Recorded information -
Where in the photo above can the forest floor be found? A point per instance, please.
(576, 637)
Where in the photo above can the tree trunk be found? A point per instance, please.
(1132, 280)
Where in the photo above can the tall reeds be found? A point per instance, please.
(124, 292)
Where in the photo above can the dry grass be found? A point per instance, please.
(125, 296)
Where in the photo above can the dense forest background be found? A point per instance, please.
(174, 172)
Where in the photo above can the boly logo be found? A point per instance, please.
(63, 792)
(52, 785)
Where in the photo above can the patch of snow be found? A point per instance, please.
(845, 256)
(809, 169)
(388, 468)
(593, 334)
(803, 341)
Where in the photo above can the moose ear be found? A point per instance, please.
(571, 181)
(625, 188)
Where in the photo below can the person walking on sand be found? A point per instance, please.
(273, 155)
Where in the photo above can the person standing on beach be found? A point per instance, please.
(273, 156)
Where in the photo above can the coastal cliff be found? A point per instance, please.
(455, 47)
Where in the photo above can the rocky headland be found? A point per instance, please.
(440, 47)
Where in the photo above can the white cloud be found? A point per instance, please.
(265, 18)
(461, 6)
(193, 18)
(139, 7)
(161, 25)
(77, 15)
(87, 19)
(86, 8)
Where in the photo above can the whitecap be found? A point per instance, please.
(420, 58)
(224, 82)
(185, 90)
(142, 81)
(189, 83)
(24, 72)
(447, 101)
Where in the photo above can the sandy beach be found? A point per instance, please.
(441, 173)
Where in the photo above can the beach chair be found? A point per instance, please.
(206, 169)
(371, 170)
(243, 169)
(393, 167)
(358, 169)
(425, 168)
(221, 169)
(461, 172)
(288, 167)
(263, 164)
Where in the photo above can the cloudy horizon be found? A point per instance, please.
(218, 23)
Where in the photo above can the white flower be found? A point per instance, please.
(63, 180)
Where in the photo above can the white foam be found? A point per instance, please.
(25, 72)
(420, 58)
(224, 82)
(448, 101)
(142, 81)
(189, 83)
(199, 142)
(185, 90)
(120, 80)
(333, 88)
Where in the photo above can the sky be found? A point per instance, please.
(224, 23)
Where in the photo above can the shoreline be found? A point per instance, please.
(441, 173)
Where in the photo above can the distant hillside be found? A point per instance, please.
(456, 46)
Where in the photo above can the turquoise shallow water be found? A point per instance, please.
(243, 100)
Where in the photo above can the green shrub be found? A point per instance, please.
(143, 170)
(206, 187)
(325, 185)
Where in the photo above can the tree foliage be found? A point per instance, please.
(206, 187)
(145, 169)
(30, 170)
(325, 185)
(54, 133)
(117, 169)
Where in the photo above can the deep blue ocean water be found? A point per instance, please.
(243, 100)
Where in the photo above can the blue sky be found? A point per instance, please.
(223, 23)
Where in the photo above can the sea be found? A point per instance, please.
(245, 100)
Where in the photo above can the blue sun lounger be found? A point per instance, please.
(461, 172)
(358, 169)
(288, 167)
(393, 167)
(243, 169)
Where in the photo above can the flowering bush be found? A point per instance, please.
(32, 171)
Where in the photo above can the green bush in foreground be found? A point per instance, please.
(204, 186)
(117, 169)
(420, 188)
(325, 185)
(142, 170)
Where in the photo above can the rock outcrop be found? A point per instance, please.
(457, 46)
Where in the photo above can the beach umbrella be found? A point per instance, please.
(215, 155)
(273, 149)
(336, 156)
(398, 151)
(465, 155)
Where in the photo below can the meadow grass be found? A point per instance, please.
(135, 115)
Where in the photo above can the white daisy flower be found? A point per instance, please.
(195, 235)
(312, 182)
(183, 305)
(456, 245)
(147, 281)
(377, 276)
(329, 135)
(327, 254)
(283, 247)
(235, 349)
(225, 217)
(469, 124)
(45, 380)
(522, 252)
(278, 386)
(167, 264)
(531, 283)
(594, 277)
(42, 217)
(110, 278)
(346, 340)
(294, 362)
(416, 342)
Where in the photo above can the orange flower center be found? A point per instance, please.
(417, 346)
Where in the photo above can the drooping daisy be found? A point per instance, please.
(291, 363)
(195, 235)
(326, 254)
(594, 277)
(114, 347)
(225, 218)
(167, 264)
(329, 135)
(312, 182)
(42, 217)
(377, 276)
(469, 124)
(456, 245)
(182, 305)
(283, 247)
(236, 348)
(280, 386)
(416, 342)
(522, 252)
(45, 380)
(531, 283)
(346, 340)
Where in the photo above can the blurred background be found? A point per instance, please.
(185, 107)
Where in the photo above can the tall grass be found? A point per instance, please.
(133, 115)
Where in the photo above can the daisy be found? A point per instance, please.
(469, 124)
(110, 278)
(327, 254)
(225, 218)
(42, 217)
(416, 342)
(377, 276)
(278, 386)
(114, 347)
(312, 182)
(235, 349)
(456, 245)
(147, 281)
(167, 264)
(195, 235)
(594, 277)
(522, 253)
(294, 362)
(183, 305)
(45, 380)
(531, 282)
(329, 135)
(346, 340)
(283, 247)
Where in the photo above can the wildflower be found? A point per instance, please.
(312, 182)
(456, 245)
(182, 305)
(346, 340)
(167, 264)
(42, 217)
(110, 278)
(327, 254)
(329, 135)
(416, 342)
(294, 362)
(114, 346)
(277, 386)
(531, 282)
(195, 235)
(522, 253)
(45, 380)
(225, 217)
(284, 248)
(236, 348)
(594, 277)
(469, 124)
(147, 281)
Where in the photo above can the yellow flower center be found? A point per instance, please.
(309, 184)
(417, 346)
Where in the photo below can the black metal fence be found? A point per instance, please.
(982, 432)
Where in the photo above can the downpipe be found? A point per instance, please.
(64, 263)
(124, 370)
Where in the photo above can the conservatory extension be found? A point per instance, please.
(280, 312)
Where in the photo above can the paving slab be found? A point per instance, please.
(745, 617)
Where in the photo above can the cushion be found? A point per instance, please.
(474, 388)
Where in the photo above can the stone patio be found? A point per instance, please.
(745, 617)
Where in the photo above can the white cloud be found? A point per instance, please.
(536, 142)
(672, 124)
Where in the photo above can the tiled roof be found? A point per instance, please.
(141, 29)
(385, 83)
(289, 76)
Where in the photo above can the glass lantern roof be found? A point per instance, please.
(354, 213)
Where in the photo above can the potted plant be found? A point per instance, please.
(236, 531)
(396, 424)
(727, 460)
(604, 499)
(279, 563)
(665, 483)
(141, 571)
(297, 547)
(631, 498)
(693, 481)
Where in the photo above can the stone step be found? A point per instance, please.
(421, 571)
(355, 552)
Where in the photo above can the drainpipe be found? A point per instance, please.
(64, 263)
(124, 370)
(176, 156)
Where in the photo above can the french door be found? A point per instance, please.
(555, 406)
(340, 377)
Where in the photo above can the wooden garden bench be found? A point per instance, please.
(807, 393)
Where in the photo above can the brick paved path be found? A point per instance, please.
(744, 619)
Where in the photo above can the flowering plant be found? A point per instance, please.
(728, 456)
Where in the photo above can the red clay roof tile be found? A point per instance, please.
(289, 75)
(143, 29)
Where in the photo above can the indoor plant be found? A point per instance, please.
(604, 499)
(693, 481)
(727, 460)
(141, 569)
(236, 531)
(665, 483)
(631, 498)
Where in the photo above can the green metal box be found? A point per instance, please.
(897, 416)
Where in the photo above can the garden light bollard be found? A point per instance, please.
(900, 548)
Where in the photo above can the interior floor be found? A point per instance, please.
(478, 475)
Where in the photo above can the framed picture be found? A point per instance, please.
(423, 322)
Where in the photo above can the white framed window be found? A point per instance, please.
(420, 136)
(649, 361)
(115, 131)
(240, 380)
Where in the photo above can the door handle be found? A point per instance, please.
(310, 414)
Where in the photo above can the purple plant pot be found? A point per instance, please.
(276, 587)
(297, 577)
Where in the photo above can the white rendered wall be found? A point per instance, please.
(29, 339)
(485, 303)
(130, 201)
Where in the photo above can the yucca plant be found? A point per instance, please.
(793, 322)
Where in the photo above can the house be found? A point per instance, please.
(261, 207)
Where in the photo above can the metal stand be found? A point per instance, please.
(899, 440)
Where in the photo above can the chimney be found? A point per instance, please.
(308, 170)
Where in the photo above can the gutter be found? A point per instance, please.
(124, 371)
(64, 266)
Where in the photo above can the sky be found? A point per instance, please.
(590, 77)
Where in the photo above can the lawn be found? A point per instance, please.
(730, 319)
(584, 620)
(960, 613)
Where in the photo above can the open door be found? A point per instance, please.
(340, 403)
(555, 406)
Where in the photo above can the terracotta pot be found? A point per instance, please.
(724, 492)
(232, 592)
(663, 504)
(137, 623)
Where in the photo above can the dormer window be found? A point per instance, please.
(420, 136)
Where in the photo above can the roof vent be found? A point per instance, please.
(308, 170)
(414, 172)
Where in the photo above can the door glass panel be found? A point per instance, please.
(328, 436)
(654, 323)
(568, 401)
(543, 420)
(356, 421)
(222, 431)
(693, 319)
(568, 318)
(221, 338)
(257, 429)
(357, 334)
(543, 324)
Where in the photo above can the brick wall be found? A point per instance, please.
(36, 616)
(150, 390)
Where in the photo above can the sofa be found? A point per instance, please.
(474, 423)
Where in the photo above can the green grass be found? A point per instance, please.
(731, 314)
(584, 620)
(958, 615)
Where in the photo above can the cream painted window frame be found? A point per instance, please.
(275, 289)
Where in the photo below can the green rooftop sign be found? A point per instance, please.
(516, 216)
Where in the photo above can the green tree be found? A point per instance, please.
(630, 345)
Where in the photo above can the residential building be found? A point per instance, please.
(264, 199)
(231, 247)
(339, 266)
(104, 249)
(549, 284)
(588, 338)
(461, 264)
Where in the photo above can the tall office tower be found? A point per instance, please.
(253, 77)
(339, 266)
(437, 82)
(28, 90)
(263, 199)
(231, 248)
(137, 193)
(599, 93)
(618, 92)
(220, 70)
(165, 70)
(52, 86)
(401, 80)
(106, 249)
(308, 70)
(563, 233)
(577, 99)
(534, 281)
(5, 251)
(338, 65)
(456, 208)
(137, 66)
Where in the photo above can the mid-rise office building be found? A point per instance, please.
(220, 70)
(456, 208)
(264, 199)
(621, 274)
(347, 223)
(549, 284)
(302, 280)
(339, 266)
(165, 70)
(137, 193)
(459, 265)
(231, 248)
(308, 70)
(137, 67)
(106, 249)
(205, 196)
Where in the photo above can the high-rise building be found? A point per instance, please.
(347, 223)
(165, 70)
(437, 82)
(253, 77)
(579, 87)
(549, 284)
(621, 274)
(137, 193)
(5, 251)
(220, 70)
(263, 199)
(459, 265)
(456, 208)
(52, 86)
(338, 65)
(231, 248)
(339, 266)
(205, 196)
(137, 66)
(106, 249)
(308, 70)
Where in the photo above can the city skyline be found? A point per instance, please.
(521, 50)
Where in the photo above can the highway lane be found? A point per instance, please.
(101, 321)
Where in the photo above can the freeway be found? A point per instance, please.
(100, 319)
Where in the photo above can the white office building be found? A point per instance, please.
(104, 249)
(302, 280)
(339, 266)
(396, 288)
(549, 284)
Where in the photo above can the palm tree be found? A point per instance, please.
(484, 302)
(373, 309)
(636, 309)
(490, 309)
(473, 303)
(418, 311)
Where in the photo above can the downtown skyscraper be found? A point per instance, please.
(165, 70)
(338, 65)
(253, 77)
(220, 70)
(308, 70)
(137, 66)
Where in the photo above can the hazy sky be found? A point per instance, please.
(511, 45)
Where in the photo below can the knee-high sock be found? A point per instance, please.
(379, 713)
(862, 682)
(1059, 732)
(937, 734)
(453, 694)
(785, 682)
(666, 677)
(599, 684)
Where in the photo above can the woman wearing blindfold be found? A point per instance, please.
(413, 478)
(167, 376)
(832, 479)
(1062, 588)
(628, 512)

What to produce - Exactly repeat the lines from the line that contains "Where in the photo above can the tall office" to the end of the entries, both included, and leave out all other lines.

Result below -
Where in the photo above can the tall office tower be found? A point per instance, please.
(253, 77)
(339, 266)
(437, 82)
(28, 90)
(263, 199)
(231, 248)
(137, 193)
(599, 93)
(618, 92)
(220, 70)
(165, 70)
(52, 86)
(401, 80)
(106, 249)
(308, 70)
(563, 233)
(577, 99)
(534, 281)
(5, 251)
(338, 65)
(456, 208)
(137, 66)
Where in the photo above can the mid-rise office building be found? A point per instance, please.
(220, 70)
(456, 208)
(264, 199)
(621, 274)
(347, 223)
(549, 284)
(302, 280)
(339, 266)
(165, 70)
(137, 193)
(459, 265)
(231, 248)
(308, 70)
(137, 67)
(106, 249)
(205, 196)
Where in the photo above can the high-rise building be found? A point per instance, please.
(347, 223)
(165, 70)
(437, 82)
(253, 77)
(579, 87)
(549, 284)
(621, 274)
(137, 193)
(5, 251)
(220, 70)
(263, 199)
(459, 265)
(456, 208)
(52, 86)
(338, 65)
(231, 248)
(339, 266)
(205, 196)
(137, 66)
(106, 249)
(308, 70)
Where in the photo above can the city skyline be found? A point per instance, please.
(521, 50)
Where in the photo above can the highway lane be found? A point per instance, please.
(101, 321)
Where in the photo above can the freeway be found? A point per instance, please.
(100, 319)
Where in the photo above can the white office building be found? A point per instance, please.
(104, 249)
(302, 280)
(339, 266)
(396, 288)
(549, 284)
Where in the photo above can the palm tree be found? A point per instance, please.
(484, 302)
(373, 309)
(636, 309)
(490, 309)
(473, 303)
(418, 311)
Where in the photo above can the downtown skyscraper be found? A point per instance, please.
(165, 70)
(338, 65)
(253, 77)
(220, 70)
(308, 70)
(137, 66)
Where in the photo above can the hazy sky be found? A point per instance, please.
(511, 45)
Where in the photo below can the knee-high sock be found? A point per instance, please.
(379, 713)
(862, 682)
(1059, 732)
(937, 734)
(453, 694)
(785, 682)
(666, 677)
(599, 684)
Where in the photo above can the woman wearing blindfold be found? A point per instance, please.
(413, 478)
(167, 376)
(832, 479)
(1062, 588)
(628, 512)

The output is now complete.